### Directions
1. Translate this sentence from the article on Tucumcari's Fired Up Festival into Spanish: "It showcases not only the best of Tucumcari in all categories, but it also captures the essence of eastern New Mexico culture."
2. According to the article on Tucumcari's Fired Up Festival, roughly how many people attended the festival last year?
3. From the article on Tucumcari's Fired Up Festival, write out the text from "But Tucumcari’s Fired" up to and including "attendees last year.".

### Given passage
______________________________
Tucumcari’s Fired Up Festival happens during chile season

When mention is made this time of year about something being fiery, the first thought is usually the Hatch Chile Festival, which is a staple of the Labor Day weekend.

But Tucumcari’s Fired Up Festival later in the month is a tip of the Stetson to all things that make the eastern plains of New Mexico just a little different from the rest of the state.

“The Fired Up Festival is a favorite of both residents and visitors,” said Tucumcari Mayor Ruth Ann Litchfield. “It showcases not only the best of Tucumcari in all categories, but it also captures the essence of eastern New Mexico culture.”

Now in its eighth year, the free festival (tucumcarimainstreet.org/Fired-Up-2018), scheduled for Sept. 29 at the Historic Railroad Depot Plaza in the old downtown, has grown in popularity, with about 3,400 attendees last year.

“We’re expecting considerably more this year,” said Gail Houser, executive director of Tucumcari Main Street. “It came about from the fact that our small-business development center and individuals as well, wanted a celebration for the community that would be free and reacquaint or fire up the community to the fact that we live in a beautiful area and have great people living in Tucumcari.”

Getting people to head east can be a challenge, but Houser said that’s beauty of the timing of the festival.

“The draw is, essentially, at the end of September is a beautiful time of the year, weather-wise, in the eastern pains,” he said. “So we have continued to develop a mixture of local, homegrown talent, along with professional entertainers from around the New Mexico area.”
______________________________
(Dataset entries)

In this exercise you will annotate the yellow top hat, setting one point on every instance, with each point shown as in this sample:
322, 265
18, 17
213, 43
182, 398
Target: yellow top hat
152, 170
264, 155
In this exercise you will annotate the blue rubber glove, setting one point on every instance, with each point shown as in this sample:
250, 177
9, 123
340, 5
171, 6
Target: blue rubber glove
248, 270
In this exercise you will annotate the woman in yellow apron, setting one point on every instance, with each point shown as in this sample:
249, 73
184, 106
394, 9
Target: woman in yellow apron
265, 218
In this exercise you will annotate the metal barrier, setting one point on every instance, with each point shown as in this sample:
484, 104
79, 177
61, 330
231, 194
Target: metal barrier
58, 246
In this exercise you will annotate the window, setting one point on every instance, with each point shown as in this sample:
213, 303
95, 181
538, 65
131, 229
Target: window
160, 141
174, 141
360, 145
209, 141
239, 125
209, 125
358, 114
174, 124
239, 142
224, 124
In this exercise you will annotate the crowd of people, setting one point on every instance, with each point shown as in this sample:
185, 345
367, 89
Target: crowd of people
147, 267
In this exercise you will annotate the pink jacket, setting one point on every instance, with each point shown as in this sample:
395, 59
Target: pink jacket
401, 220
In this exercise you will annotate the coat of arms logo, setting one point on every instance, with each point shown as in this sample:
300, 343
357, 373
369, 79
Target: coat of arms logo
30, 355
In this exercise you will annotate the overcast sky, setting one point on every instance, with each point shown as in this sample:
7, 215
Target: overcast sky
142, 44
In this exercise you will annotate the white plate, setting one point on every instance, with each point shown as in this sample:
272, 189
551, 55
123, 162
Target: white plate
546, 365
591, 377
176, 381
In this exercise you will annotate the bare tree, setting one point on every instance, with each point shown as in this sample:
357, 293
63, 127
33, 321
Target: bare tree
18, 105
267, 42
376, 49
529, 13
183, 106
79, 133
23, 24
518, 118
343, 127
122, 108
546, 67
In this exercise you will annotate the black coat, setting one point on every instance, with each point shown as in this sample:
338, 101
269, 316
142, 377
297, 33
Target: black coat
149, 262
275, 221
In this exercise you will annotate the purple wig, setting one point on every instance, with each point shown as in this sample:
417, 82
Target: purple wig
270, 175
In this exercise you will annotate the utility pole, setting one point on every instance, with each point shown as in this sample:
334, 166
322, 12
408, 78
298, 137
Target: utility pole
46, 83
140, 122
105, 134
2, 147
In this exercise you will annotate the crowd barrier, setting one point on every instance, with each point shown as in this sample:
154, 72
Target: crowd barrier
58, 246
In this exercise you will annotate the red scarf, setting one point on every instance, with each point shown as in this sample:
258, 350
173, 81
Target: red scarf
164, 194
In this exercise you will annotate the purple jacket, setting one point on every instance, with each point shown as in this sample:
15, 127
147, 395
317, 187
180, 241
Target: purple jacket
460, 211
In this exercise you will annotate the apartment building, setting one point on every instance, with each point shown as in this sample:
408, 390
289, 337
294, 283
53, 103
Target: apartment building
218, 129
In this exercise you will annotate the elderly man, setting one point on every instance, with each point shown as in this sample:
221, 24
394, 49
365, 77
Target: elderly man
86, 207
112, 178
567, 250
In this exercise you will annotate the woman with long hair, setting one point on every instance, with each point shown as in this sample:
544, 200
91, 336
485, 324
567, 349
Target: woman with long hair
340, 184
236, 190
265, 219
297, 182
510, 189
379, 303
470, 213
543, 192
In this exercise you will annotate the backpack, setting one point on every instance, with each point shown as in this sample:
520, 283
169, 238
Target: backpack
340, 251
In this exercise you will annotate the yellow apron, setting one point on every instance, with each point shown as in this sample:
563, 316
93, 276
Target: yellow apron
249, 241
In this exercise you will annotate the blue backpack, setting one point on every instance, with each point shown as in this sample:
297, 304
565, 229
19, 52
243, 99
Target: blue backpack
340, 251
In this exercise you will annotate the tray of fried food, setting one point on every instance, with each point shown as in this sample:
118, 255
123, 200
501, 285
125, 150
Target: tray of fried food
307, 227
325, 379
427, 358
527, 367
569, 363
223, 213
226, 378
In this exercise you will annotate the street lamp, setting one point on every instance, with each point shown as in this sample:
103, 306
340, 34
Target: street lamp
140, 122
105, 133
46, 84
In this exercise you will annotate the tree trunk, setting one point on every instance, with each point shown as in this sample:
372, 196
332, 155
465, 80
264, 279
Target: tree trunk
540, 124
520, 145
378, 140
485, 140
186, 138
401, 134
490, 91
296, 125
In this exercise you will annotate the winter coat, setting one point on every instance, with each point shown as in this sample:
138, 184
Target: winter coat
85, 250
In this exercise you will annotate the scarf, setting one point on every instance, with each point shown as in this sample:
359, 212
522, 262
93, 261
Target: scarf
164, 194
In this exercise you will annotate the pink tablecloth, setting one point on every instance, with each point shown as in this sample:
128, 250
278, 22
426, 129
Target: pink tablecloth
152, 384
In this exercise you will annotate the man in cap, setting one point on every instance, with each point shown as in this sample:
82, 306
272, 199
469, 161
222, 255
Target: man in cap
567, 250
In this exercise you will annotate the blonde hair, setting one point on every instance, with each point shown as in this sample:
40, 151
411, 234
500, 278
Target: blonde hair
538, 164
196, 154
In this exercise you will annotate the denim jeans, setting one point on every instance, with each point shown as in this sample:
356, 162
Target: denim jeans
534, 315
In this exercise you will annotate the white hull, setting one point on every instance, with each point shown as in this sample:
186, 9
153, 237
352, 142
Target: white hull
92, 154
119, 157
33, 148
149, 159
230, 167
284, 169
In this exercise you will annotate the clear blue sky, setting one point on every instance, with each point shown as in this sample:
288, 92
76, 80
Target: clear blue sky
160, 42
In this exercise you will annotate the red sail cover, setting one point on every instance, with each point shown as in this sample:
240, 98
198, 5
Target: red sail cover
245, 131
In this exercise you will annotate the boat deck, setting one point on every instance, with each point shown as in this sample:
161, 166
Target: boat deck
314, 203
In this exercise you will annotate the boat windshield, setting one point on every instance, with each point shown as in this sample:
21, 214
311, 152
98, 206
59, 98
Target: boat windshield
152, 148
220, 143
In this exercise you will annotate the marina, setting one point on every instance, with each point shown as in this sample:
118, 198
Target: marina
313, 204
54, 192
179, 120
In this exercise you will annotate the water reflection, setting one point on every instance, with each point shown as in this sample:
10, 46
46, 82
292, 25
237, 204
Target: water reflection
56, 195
______________________________
### Results for each task
1. No solo muestra lo mejor de Tucumcari en todas las categorías, sino que también capta la esencia de la cultura del este de Nuevo México.

2. About 3,400 people.

3.
But Tucumcari’s Fired Up Festival later in the month is a tip of the Stetson to all things that make the eastern plains of New Mexico just a little different from the rest of the state.

“The Fired Up Festival is a favorite of both residents and visitors,” said Tucumcari Mayor Ruth Ann Litchfield. “It showcases not only the best of Tucumcari in all categories, but it also captures the essence of eastern New Mexico culture.”

Now in its eighth year, the free festival (tucumcarimainstreet.org/Fired-Up-2018), scheduled for Sept. 29 at the Historic Railroad Depot Plaza in the old downtown, has grown in popularity, with about 3,400 attendees last year.